# How long?



## domn8_ion (Apr 12, 2007)

Approximately how long is enough for an 8 oz block of store bought cheese? I've gone as long as 2 hours without much melting. Can I cut back on the smoke time and still get the same flavor, or should I try a different approach?


----------



## deejaydebi (Apr 12, 2007)

DOm -

It depends on what suits you. I usually only go 30 minutes to an hour. But i like a mild smoke on my cheeses.


----------



## domn8_ion (Apr 12, 2007)

Is that store bought, or your homemade cheese?


----------



## deejaydebi (Apr 13, 2007)

Usually homemade - but I did smoke a store bough cheedar once it was good sharp cheedar - 1 lb block done in about 30 minutes.


----------



## domn8_ion (Apr 13, 2007)

Thanks Debi. I think I was just trying too hard. Mine didn't come out bad. Just melted a bit. Last question though. Does your site have a list of which smokes go best with what cheeses. I've already bookmarked it.


----------



## deejaydebi (Apr 14, 2007)

Actually no ... I don't usually tell people what kind of wood to use because we all have our favorites. Some areas are more limited than others.

I'm partcial to hickory (Which some people say is to strong) but I've used apricot, apple, pear and cherry there all good. I have heard pecan is really good to but I don't have access to that up here.

**THE EXERCISE**
Set down, word for word, the part of the cheese-smoking thread that opens with the words containing "I'm partcial to" and closes with "that up here.". Rely on the cheese-smoking thread alone.

(Items from a dataset)
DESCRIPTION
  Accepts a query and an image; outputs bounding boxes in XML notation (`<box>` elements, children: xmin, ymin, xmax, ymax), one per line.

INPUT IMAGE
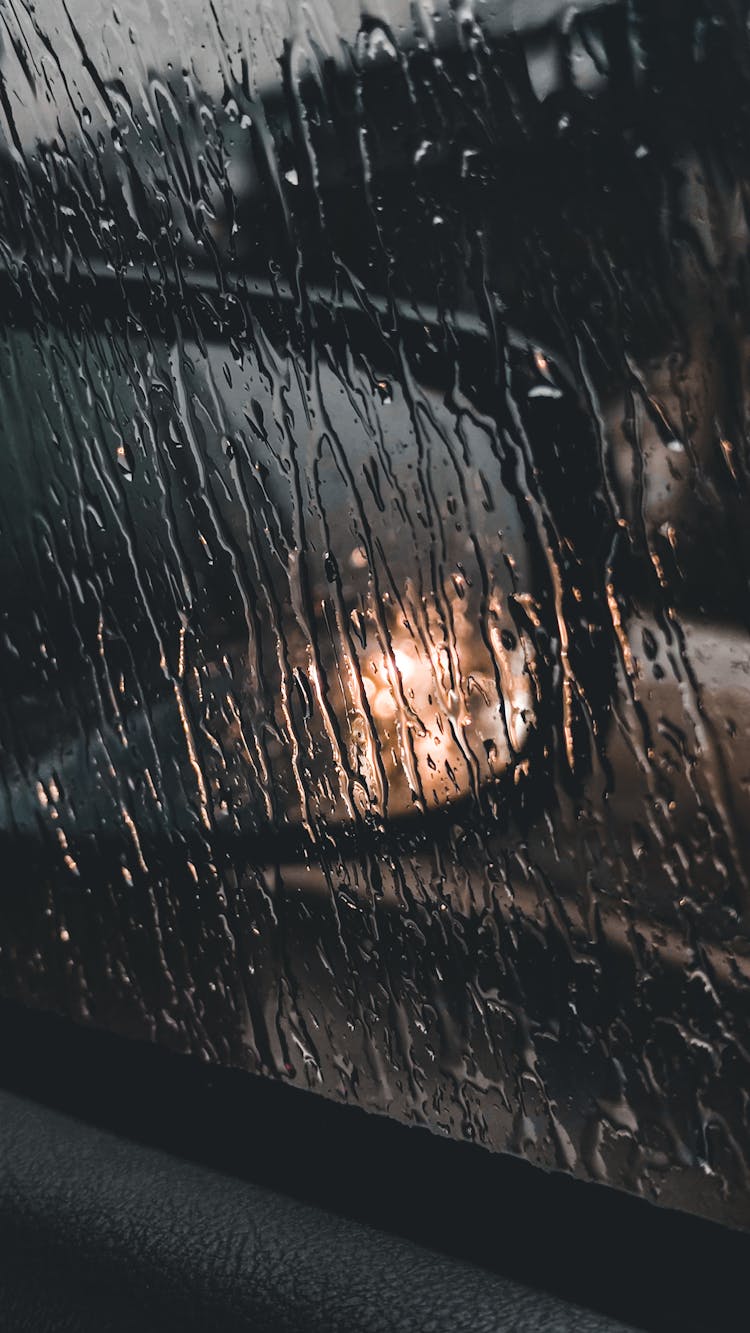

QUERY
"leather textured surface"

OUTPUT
<box><xmin>0</xmin><ymin>1092</ymin><xmax>636</xmax><ymax>1333</ymax></box>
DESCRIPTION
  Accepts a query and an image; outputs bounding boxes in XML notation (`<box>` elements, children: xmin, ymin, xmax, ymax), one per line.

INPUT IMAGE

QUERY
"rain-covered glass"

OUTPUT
<box><xmin>0</xmin><ymin>0</ymin><xmax>750</xmax><ymax>1224</ymax></box>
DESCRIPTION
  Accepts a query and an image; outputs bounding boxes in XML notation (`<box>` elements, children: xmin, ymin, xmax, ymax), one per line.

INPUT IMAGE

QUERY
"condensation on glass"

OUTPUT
<box><xmin>0</xmin><ymin>0</ymin><xmax>750</xmax><ymax>1222</ymax></box>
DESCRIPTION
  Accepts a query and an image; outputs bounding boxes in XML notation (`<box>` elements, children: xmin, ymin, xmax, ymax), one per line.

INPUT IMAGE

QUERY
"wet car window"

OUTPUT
<box><xmin>0</xmin><ymin>0</ymin><xmax>750</xmax><ymax>1221</ymax></box>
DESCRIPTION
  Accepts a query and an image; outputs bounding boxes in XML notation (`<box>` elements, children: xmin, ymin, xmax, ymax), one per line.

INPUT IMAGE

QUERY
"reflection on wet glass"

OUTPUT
<box><xmin>0</xmin><ymin>0</ymin><xmax>750</xmax><ymax>1224</ymax></box>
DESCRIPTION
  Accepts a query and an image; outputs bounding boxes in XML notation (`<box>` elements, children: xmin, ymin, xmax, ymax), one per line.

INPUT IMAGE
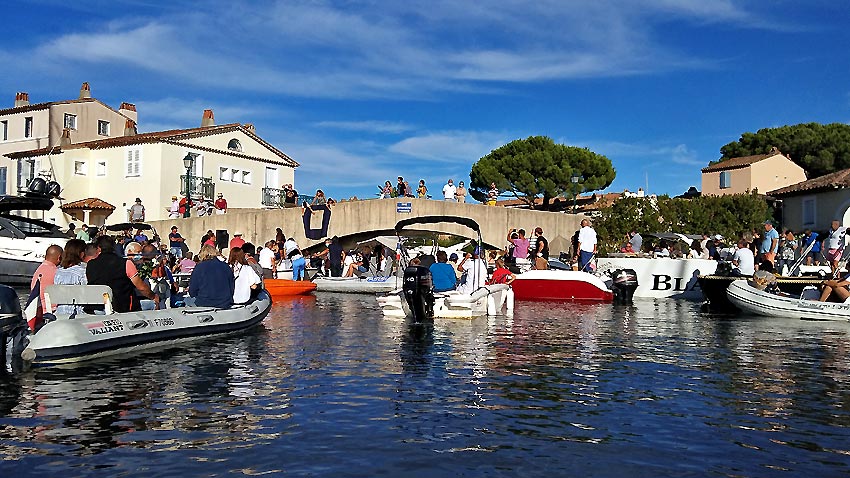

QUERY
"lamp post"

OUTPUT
<box><xmin>570</xmin><ymin>173</ymin><xmax>584</xmax><ymax>214</ymax></box>
<box><xmin>183</xmin><ymin>153</ymin><xmax>196</xmax><ymax>217</ymax></box>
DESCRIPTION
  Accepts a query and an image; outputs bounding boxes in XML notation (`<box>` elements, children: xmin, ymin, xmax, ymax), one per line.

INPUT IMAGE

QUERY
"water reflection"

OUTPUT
<box><xmin>0</xmin><ymin>294</ymin><xmax>850</xmax><ymax>476</ymax></box>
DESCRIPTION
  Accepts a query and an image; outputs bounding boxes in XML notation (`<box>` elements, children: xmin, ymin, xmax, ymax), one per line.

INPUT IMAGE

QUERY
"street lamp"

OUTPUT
<box><xmin>570</xmin><ymin>173</ymin><xmax>584</xmax><ymax>214</ymax></box>
<box><xmin>183</xmin><ymin>153</ymin><xmax>197</xmax><ymax>217</ymax></box>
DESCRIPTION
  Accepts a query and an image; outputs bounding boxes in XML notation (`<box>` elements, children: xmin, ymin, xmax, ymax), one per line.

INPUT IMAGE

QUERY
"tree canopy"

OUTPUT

**RESPONSE**
I'm partcial to hickory (Which some people say is to strong) but I've used apricot, apple, pear and cherry there all good. I have heard pecan is really good to but I don't have access to that up here.